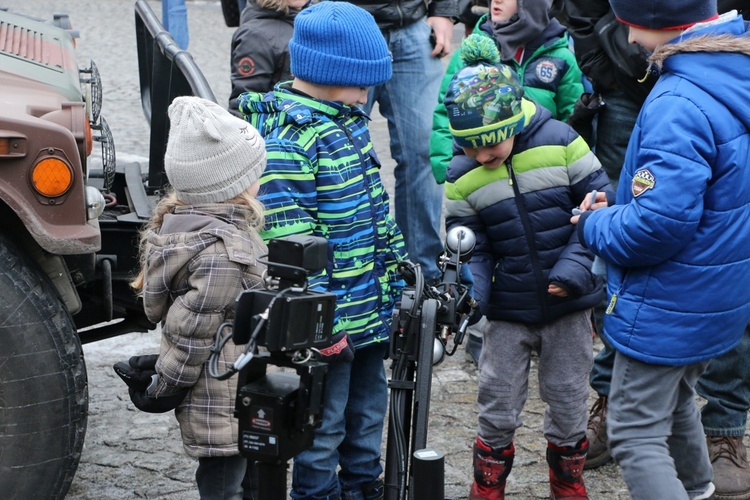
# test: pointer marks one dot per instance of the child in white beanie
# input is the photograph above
(198, 252)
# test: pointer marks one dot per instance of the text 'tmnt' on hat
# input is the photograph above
(484, 99)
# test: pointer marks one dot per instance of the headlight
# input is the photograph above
(94, 203)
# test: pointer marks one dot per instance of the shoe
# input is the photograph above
(728, 457)
(473, 349)
(596, 432)
(491, 469)
(566, 470)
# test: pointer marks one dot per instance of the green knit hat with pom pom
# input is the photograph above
(484, 98)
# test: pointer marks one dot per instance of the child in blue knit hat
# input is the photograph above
(676, 244)
(322, 179)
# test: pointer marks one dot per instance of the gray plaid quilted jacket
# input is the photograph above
(202, 257)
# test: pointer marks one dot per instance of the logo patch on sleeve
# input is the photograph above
(546, 71)
(246, 66)
(643, 180)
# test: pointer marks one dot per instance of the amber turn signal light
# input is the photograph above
(51, 177)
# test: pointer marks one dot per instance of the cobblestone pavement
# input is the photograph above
(131, 454)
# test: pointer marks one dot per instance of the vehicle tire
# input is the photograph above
(231, 11)
(43, 384)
........
▸ Exercise aim
Write out the whole listing again with every "photograph" swapped for "image" and everything else unchanged. Leave the picture out.

▸ Written answer
# test: pointer marks one dot per instance of the child in white beanie
# input is the image above
(198, 252)
# test: pointer marks one dot per instance of the text 'tmnt' on hat
# input is the image above
(484, 99)
# test: pointer marks one dot per instance of the headlight
# input is the image above
(94, 203)
# test: pointer marks one dot per instance of the shoe
# input is the image above
(728, 457)
(473, 349)
(596, 432)
(491, 469)
(566, 470)
# test: pointer marks one dot per instance of the green knit hat with pom pom
# input is the image above
(484, 98)
# test: pointer marks one dot per instance of the child in blue knit hat
# input is the image above
(676, 244)
(322, 179)
# test: pointer marks one dot per instance of the gray plaid quilted jacket
# input is the image above
(202, 257)
# test: pointer marks one dot per instance of the logo patch on sleeve
# input is the image above
(546, 71)
(246, 66)
(643, 180)
# test: pointer marks one dot per instance of the amber turn signal light
# input is the image above
(51, 177)
# test: pointer marks one dot per instance of the cobblestone pavement
# input is the image above
(131, 454)
# test: pointer marks one dot per instance of the vehicle tire
# input is the image above
(231, 11)
(43, 384)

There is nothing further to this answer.